WHAT YOU ARE ASKED TO DO: How many lines of the material below contain the string "yellow"? Case counts; reply with the number only.

(Labeled point records)
** START **
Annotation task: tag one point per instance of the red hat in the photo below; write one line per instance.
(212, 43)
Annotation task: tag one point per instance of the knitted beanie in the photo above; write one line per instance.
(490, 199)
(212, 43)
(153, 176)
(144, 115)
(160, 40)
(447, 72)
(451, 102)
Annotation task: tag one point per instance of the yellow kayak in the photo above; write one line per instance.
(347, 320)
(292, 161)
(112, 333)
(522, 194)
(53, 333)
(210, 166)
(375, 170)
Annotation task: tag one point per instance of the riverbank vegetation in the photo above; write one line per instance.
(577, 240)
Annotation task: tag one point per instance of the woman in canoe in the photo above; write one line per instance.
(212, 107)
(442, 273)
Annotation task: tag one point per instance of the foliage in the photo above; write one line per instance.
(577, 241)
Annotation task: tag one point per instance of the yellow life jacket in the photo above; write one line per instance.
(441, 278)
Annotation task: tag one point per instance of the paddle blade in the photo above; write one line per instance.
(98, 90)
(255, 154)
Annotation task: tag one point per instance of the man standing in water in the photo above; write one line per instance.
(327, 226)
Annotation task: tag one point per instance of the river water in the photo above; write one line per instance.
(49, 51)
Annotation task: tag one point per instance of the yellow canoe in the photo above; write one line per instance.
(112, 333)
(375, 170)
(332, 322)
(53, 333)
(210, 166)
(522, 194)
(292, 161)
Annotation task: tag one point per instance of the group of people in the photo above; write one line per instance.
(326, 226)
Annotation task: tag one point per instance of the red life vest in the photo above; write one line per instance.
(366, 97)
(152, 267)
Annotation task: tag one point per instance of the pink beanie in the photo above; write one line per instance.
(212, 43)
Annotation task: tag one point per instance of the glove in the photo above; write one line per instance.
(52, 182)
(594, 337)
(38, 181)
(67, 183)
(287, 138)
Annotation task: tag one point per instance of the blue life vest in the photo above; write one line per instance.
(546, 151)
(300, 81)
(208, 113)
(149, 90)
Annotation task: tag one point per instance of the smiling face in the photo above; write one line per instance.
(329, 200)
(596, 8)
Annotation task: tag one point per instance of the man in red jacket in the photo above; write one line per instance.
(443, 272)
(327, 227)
** END **
** START **
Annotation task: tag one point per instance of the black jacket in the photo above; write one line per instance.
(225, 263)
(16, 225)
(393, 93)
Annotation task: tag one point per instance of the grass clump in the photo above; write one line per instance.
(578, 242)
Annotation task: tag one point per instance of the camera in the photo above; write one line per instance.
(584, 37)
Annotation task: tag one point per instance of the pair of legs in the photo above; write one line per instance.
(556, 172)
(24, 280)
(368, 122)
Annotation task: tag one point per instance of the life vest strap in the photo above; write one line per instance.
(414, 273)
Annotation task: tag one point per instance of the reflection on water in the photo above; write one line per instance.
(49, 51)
** END **
** START **
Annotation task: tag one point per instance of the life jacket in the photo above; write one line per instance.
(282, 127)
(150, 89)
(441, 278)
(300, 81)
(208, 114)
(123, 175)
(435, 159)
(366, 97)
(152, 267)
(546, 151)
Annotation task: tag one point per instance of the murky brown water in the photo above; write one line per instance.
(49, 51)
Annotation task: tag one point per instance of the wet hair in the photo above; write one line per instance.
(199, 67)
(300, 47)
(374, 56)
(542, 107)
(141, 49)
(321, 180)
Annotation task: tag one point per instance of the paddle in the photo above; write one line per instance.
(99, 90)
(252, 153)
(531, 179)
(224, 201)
** END **
COMPLETED EXERCISE: 3